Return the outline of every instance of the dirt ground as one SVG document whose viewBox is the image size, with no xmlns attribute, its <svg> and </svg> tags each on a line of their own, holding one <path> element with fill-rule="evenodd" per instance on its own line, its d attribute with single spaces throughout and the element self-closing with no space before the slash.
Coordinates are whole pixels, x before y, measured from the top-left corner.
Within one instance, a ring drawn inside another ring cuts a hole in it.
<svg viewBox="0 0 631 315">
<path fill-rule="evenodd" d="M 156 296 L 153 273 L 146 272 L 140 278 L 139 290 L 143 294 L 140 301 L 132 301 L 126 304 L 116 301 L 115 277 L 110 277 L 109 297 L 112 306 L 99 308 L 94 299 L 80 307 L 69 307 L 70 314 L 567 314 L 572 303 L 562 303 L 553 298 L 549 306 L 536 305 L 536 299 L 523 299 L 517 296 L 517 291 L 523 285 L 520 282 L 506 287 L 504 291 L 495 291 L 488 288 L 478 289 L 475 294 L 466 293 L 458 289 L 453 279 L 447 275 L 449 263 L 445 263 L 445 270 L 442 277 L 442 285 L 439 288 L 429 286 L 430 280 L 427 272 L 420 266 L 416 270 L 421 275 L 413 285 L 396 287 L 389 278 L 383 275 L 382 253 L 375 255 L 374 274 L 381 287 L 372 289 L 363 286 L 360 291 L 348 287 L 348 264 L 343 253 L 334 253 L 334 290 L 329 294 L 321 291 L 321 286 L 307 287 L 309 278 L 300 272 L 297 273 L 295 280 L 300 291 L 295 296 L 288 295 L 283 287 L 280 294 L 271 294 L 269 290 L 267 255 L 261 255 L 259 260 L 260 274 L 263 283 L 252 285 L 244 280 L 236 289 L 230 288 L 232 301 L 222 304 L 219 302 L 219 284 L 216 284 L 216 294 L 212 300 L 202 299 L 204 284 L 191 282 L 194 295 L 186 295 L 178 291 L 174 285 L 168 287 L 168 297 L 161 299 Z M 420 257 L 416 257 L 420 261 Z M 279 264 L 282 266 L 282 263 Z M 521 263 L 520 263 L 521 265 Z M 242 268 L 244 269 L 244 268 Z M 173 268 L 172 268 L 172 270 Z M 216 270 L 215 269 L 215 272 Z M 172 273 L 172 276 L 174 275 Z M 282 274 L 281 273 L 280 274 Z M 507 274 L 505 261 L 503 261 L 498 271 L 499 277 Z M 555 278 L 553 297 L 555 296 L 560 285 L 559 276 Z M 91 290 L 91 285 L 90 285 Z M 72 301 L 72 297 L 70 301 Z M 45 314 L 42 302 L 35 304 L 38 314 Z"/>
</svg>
┄┄┄┄┄┄┄┄┄┄
Count the lines in the records above that contain the string "path", treating uppercase and lowercase letters as different. Give only the number.

2